◆ **Text extract**
Maurice Mitchell is the National Director of the Working Families Party. Rukia Lumumba is the co-founder and executive director of the People’s Advocacy Institute, an organization building capacity for transformative justice movements in the South. They sat down with our three guest editors — Kandace Montgomery and Miski Noor of Black Visions and Solana Rice of Liberation in a Generation — to talk about what co-governance means, the relationship between elected officials and movements, and how we build decision-making processes rooted in community. This interview has been edited and condensed. 

 

 

Miski Noor: What does a future with community governance look like to you? 

Rukia Lumumba: For me, it is a world where our communities, our neighbors, our family members are able to actually engage in developing policies, budgets, practices; that we begin to envision what it means to not just have representation in government but actually have government that's coming from the people. What if there are community mayors? And everybody in your neighborhood gets to be mayor for a certain period of time. What does it look like for that to lead to larger community or citywide assemblies? It may not look like the traditional voting mechanism — may look like more rank style voting, may look like consensus building, may look like so many things that we just haven't taken the time to really build and envision.

◆ **Dataset content**

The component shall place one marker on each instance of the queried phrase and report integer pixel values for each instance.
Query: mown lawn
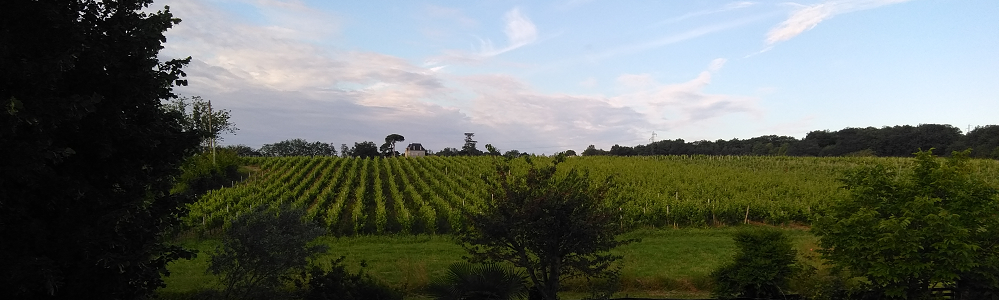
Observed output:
(666, 263)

◆ **Tasks and exercises**
(A) Answer these questions from the co-governance interview, one per line:
(i) What position does Maurice Mitchell hold?
(ii) Which organization did Rukia Lumumba co-found?
(iii) According to Rukia Lumumba, what could everybody in a neighborhood get to be for a certain period of time?
(B) Carry the co-governance interview forward from its last sentence.

◆ **Outputs in order**
(A)
(i) National Director of the Working Families Party
(ii) The People’s Advocacy Institute
(iii) Mayor

(B)
Maurice Mitchell: Traditional American politics is very entrepreneurial. It's like, one day I wake up and I'm like, "Moe Mitchell should be mayor." And then I call a consultant, I'm like, "Hey, I think Moe Mitchell should be mayor." And we come up with a plan that involves them putting together some donors and maybe doing some testing to figure out what my issue agenda should be. And then I attract the people, and if we're successful at lining up the issues and the donors and the people, I get elected.

What I'm interested in is flipping it. What happens if we start with the people, and we create the democratic spaces for the people from the ground up to develop and sharpen a people's agenda. That people's agenda requires the people to make electoral interventions. And then, from the people, we decide: who are the accountable folks who we are going to run for election so that they could advance the people's agenda? To me, it's about flipping what has been a very personal, careerist focus to something that is very much rooted and accountable to people. 

RL: That's the process of our intervention right now. But as abolitionists, what does it look like to deconstruct those systems? What does it look like that the DA doesn't exist as a DA anymore? And we begin to envision a new legal system that's actually about accountability and rehabilitation and restoration. Remember, it's a process, and our end can't be electing these people, even if they come from the people. Our end has to be deconstructing the very systems that exist to create what we need. 

 

Kandace Montgomery: How do we build towards that? How do we start to change the strategies that we are prioritizing to actually get to a place of community governance, to actually get to a place of abolition?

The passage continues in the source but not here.